Haziran 06, 2010

Perdelere Kıymayın.

Biri üfledi dışardan, içerde perde havalandı. Kafama geçti havalanan perde, fakat endişeye mahal yok zira sigaram da perdeyi yaktı.
Bakındım, kimseyi göremeyince anladım. İçerime üfleyen sapkın bir insan evladı değil rüzgardı.
Lodostu yahut poyrazdı... Hangisi nerden eserdi, hiç bilmiyordum ve zaten farketmezdi. Üzerine düşünmek anlamsızdı, öyle düşünüp üzerine düşünmemeye karar verdim. Olay basitti: Perde kafama geçmişti sigara da perdeyi havalandığı koordinatta benzetmişti. Hayat gibiydi, hayat da hep bu şekilde ilerlerdi.
Hayat ilerlerken çoğu zaman kimin gerçekten ne olduğu şunca önem arzetmezdi.

Yalnız benim perde de harbi perdeydi. Perde gibi perdeydi, kafama mafama geçip beni gecenin kör vakitlerinde kendime rezil ederdi ama harbiydi.  Bu evde hep perde gibi ve perde olarak bulundu. Masa örtüsü çıkar mı bundan diye bir iki denemem oldu fakat perde perdeliği konusunda oldukça asi ve dirençliydi.

::::::::

## Yapılacak iş 1
Perdeyle ilgili yazıya göre şu soruları cevaplayın:
(a) Perdeyi ne yaktı?
(b) İçeriye üfleyenin ne olduğu anlaşıldı?
(c) Perdeden ne çıkarılmaya çalışıldı?
## Yapılacak iş 2
Kayıtlardaki bütün satırları hiç değiştirmeden yazın. Resimleri cevaba koymayın.
Aşağıdaki kayıtların bu metinle hiçbir ilgisi yok.

::::::::

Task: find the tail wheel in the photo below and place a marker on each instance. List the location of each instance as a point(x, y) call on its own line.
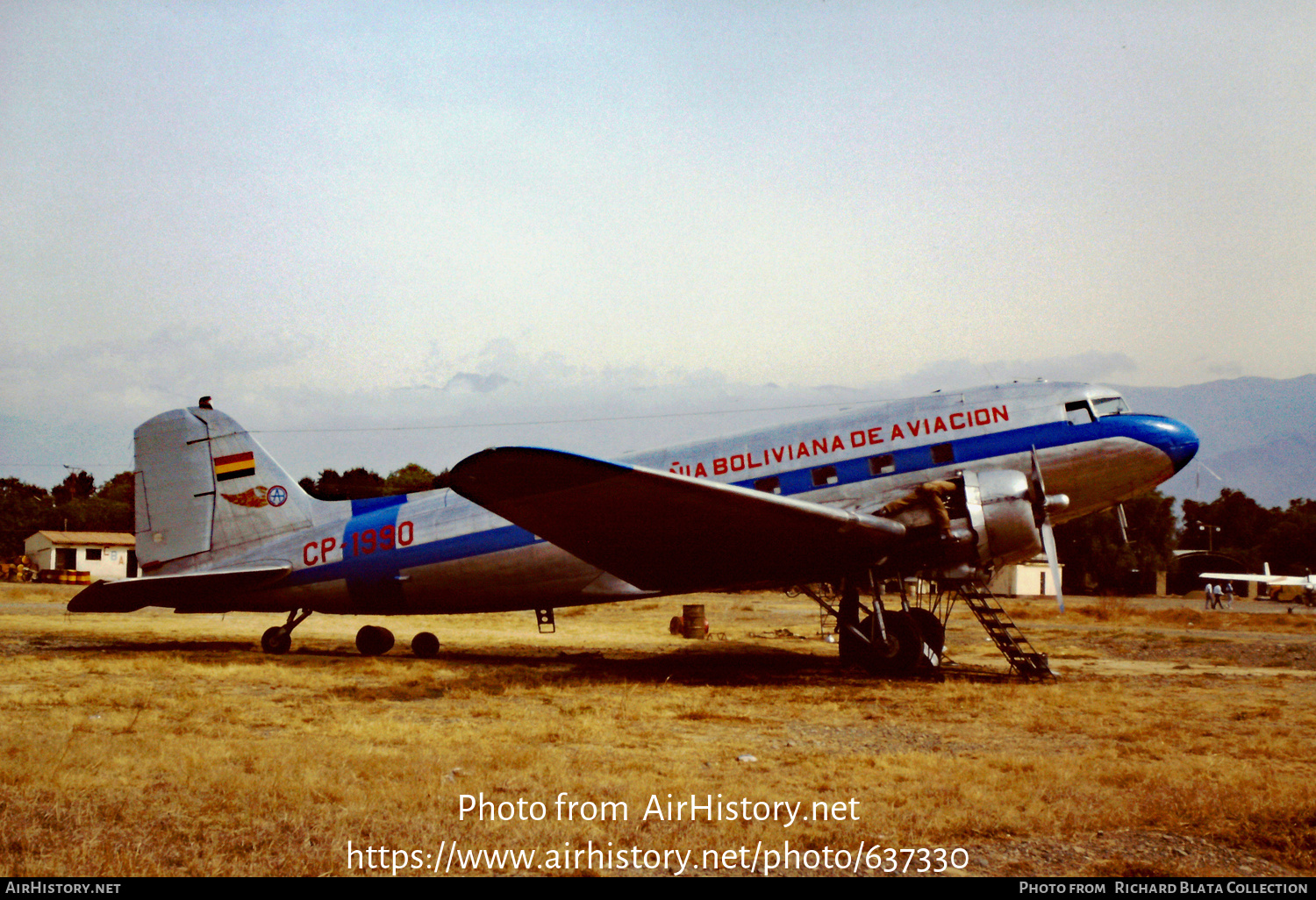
point(903, 647)
point(275, 641)
point(426, 645)
point(374, 641)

::::::::

## Örnek cevap 1
(a) Sigara.
(b) Rüzgar.
(c) Masa örtüsü.

## Örnek cevap 2
Task: find the tail wheel in the photo below and place a marker on each instance. List the location of each instance as a point(x, y) call on its own line.
point(903, 647)
point(275, 641)
point(426, 645)
point(374, 641)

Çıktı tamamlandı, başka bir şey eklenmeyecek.